======== Input data ========

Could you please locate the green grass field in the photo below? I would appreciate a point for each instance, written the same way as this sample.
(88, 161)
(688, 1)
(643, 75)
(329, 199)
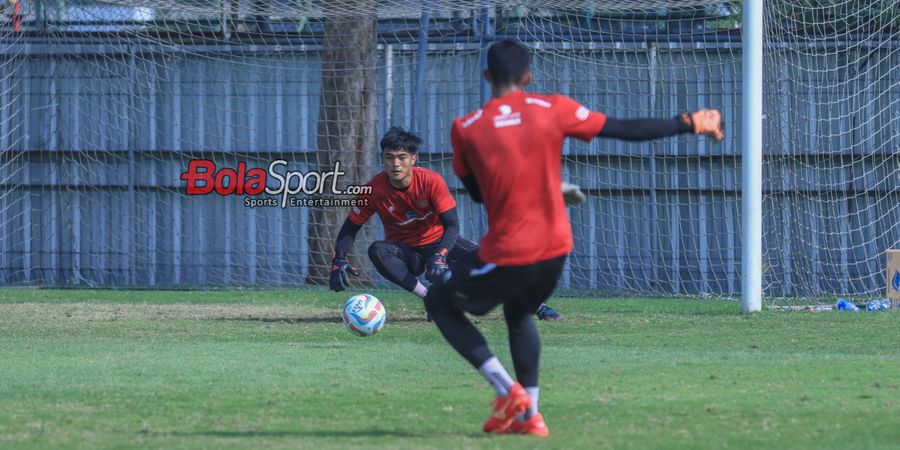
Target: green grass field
(276, 369)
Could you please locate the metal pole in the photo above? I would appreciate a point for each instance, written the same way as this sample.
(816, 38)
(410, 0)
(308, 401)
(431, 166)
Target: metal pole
(752, 157)
(487, 36)
(421, 57)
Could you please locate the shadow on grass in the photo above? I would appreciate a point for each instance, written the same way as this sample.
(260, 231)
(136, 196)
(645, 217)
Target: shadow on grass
(316, 433)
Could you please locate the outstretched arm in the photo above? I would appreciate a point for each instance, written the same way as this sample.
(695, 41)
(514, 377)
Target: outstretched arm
(450, 220)
(704, 121)
(340, 267)
(345, 238)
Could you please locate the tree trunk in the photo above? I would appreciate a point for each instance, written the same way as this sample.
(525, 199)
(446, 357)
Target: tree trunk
(346, 130)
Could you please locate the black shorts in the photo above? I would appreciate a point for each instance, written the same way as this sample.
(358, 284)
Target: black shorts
(416, 257)
(479, 287)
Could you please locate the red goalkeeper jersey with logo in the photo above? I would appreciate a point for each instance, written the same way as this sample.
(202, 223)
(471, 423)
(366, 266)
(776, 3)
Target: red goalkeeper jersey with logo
(410, 216)
(513, 146)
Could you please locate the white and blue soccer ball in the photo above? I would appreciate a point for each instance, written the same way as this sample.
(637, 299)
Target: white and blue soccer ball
(364, 315)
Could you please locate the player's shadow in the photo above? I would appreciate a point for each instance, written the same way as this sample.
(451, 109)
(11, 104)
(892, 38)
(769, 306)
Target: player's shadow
(355, 433)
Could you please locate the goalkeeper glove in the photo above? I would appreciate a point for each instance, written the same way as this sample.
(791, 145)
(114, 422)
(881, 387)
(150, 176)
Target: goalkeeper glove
(572, 194)
(339, 279)
(705, 121)
(436, 266)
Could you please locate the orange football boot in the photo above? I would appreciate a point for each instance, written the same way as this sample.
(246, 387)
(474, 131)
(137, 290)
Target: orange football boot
(506, 408)
(534, 426)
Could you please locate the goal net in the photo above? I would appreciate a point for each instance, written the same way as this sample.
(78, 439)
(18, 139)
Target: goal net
(106, 103)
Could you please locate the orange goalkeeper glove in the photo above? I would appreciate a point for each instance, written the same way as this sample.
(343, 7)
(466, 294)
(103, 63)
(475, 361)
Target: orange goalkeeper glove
(705, 121)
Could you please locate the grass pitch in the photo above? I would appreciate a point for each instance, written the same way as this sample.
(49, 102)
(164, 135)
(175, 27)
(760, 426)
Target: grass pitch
(276, 369)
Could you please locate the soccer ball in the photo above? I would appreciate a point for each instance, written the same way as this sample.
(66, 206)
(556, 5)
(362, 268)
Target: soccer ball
(364, 315)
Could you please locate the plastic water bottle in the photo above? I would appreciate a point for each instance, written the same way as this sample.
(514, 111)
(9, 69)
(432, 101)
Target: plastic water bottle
(878, 305)
(846, 305)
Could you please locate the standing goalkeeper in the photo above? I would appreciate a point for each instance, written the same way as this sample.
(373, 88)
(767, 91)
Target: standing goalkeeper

========

**Work task**
Leave out the pictures and return the listing exactly.

**Solution to this exercise**
Could you please locate the green grass field in the photo below? I would appreciate a point for each instance, written the same way as this sample.
(88, 161)
(688, 1)
(643, 75)
(329, 199)
Target: green grass field
(276, 369)
Could you please locate the metal pole in the photo above? I would appreciate a point for each instance, written the same way as this sample.
(816, 38)
(410, 0)
(308, 401)
(431, 166)
Target: metal pole
(752, 157)
(487, 36)
(421, 57)
Could you please locate the shadow on grass in the photo above? I would appreciate a point for each instance, written the same way as this sample.
(260, 231)
(136, 196)
(645, 217)
Target: shadow on grass
(316, 433)
Could you please locate the outstretched arm in the photo above? I would appreciate a point for each instance, written the same way as this sample.
(695, 41)
(514, 377)
Target: outstretched arm
(450, 220)
(704, 121)
(340, 267)
(345, 238)
Could you please locate the tree trunk in the photo above? I would appreciate a point for each instance, written the same way as this sample.
(525, 199)
(446, 357)
Target: tree trunk
(346, 130)
Could you please locate the black shorts in the photo above? I would appreciate a point for each instance, written the same way as this sample.
(358, 284)
Target: black shorts
(416, 257)
(479, 287)
Could you please locate the red goalkeeper jersey with logo in the photo above? I would appreciate a point for each instance, written the same way as this sample.
(202, 223)
(471, 423)
(366, 266)
(776, 3)
Target: red goalkeeper jersey with logo
(410, 216)
(513, 146)
Could you please locate the white and blue soccer ball in the photo above? I would appreciate a point for each instance, written the same way as this sample.
(637, 299)
Target: white and blue soccer ball
(364, 315)
Could you please locate the player's shadow in the photo above? I would appreciate a point for each instance, written the same way as this sample.
(451, 109)
(11, 104)
(892, 38)
(769, 306)
Target: player's shadow
(355, 433)
Could you please locate the goalkeeper glove in the photo above? I would appreciate a point for each instance, written the same way as this sample.
(791, 145)
(114, 422)
(881, 387)
(150, 176)
Target: goalkeeper glove
(572, 194)
(339, 279)
(705, 121)
(436, 266)
Could you please locate the orange football boot in the photo above? I would appreciate a point for each instance, written the same way as this sample.
(246, 387)
(474, 131)
(137, 290)
Target: orange football boot
(506, 408)
(534, 426)
Could you please locate the goal net in the photo above? I would appreciate a point for each instance, written the same way as this sample.
(78, 439)
(18, 139)
Target: goal net
(106, 103)
Could you please locate the orange goalkeeper glove in the photo above? I would appreciate a point for each instance, written the same way as this sample.
(343, 7)
(466, 294)
(103, 63)
(475, 361)
Target: orange goalkeeper glove
(705, 121)
Could you please locate the grass pitch in the photo above? I would appreciate a point for each instance, written the same way as this sample.
(49, 102)
(164, 135)
(175, 27)
(760, 426)
Target: grass pitch
(276, 369)
Could you please locate the soccer ball in the photo above? I would appreciate a point for each instance, written the same way as this sample.
(66, 206)
(556, 5)
(362, 268)
Target: soccer ball
(364, 315)
Could you please locate the plastic water bottle in the photo above? I would appreciate a point for each instance, written the same way as this sample.
(514, 111)
(9, 69)
(432, 101)
Target: plastic water bottle
(878, 305)
(846, 305)
Could you please locate the standing goalkeeper in the photo above? I would appreciate a point for each instance, written the same way as this sample.
(373, 88)
(767, 91)
Target: standing goalkeeper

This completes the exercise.